GOAL: Pick out every line in the data below that contains the word "ribbon", and copy each of those lines.

*** RECORD LIST

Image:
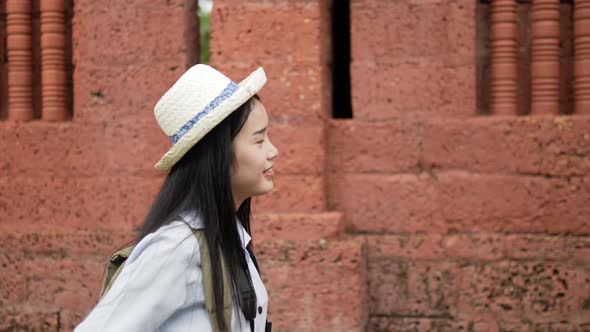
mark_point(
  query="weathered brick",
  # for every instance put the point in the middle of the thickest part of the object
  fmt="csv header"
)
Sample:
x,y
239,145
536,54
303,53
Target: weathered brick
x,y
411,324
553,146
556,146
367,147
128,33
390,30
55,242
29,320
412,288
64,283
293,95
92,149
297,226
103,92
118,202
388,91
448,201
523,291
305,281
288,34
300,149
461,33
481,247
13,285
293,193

******
*** RECORD LIST

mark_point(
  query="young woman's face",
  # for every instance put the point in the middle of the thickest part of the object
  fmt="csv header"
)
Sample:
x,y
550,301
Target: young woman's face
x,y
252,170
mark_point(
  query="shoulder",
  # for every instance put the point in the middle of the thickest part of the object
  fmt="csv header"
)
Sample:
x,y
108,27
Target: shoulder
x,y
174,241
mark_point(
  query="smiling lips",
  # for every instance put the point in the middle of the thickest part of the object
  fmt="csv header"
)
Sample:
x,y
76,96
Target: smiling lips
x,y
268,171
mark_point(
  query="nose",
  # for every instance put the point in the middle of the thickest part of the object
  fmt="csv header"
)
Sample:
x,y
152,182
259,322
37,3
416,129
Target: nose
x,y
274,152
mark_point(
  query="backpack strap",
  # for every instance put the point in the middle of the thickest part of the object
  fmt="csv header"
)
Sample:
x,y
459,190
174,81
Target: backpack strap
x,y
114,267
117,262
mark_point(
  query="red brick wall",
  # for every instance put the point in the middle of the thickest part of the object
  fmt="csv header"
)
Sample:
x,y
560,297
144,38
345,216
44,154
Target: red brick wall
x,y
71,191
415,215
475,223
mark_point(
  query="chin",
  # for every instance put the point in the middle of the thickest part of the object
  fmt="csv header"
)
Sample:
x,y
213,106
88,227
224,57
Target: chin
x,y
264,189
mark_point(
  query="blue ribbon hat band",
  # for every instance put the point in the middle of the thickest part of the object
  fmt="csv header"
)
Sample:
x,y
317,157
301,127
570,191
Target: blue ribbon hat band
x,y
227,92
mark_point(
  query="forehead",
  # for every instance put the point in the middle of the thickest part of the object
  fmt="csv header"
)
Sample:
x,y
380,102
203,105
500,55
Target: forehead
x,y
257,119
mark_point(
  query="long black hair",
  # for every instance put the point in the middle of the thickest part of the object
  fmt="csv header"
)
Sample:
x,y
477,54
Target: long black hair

******
*** RECORD LIST

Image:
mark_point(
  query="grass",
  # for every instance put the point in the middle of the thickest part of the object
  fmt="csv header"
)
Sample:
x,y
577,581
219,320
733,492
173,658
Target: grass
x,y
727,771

******

EXERCISE RESULT:
  query="blue ribbon hat band",
Target: blue ribbon hat band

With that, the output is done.